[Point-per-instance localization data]
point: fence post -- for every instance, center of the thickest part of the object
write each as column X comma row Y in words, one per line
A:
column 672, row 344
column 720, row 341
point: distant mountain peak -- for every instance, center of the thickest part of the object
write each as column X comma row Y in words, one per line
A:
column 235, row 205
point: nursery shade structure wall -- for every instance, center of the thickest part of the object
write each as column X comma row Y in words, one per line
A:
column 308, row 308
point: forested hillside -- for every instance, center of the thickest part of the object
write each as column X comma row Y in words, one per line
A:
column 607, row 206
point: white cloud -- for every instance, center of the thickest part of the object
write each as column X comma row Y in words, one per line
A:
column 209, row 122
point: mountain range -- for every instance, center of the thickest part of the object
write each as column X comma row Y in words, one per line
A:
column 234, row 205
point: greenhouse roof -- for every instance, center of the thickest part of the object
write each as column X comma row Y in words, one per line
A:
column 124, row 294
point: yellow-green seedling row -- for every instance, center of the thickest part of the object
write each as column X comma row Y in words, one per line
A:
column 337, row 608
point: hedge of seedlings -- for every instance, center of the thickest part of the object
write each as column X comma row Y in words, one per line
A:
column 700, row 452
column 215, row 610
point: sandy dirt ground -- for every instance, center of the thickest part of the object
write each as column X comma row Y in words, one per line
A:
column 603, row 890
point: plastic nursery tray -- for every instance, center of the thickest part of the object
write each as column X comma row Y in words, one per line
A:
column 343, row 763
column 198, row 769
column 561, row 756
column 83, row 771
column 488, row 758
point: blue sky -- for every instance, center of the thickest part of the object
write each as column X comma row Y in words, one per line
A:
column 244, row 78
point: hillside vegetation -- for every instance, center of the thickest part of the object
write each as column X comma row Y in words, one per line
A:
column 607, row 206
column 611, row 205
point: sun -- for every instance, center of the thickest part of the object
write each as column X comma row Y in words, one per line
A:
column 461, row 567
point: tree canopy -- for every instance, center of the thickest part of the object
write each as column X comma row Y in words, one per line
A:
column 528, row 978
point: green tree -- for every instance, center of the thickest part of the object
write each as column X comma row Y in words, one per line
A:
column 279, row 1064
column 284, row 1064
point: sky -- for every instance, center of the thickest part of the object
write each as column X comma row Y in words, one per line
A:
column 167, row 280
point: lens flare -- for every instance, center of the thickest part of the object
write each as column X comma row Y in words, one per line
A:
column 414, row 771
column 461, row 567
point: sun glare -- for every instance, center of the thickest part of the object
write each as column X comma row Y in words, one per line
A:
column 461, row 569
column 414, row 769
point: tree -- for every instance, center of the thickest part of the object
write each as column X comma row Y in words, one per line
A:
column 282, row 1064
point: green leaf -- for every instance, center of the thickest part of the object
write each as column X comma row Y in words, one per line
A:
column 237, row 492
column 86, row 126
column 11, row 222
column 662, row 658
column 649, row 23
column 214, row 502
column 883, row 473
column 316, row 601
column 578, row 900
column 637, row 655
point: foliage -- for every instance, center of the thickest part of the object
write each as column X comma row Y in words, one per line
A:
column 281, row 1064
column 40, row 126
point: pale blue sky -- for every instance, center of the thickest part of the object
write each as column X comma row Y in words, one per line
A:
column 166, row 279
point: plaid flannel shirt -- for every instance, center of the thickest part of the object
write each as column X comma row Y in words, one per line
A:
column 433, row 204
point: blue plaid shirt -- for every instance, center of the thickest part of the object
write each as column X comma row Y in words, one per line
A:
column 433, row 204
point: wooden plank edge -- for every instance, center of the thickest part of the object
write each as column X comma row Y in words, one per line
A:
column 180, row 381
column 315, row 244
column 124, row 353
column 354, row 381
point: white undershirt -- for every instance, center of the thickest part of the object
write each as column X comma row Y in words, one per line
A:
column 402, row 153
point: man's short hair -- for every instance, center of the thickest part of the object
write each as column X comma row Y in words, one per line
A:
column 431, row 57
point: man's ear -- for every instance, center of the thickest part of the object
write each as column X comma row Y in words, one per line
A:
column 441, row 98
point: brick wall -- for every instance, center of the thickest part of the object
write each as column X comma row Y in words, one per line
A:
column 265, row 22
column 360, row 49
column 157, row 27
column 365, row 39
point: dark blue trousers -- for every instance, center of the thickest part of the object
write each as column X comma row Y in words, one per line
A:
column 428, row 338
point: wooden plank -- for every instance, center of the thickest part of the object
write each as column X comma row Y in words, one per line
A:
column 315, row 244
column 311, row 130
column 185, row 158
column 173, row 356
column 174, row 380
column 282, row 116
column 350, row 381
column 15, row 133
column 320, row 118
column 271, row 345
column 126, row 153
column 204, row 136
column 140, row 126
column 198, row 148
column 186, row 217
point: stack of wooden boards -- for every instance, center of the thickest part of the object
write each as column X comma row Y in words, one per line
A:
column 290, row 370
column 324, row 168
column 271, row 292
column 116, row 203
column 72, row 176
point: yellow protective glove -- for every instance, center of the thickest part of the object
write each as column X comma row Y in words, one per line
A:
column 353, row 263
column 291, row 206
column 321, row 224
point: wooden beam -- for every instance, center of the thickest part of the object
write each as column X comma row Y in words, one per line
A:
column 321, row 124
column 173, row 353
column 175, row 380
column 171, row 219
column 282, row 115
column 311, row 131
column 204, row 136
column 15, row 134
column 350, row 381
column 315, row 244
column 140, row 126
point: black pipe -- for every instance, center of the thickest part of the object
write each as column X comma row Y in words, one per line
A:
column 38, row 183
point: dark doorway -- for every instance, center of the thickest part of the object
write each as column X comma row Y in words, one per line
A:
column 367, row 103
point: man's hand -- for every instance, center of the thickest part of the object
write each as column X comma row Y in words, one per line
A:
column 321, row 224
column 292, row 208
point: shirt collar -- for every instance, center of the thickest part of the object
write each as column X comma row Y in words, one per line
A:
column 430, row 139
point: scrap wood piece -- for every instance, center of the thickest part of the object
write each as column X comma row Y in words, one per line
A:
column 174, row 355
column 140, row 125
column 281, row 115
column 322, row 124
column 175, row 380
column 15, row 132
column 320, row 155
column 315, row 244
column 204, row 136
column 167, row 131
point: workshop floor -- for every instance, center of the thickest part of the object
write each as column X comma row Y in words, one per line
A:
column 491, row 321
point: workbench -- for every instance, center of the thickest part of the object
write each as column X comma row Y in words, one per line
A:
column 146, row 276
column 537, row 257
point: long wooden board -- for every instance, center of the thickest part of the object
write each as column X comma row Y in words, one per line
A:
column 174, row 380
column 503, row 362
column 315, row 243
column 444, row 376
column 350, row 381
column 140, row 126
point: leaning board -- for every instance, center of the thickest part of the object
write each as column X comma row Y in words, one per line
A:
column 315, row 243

Work required: Each line of the records above that holds the word "hillside" should be counted, and only the final number stated.

Result: 2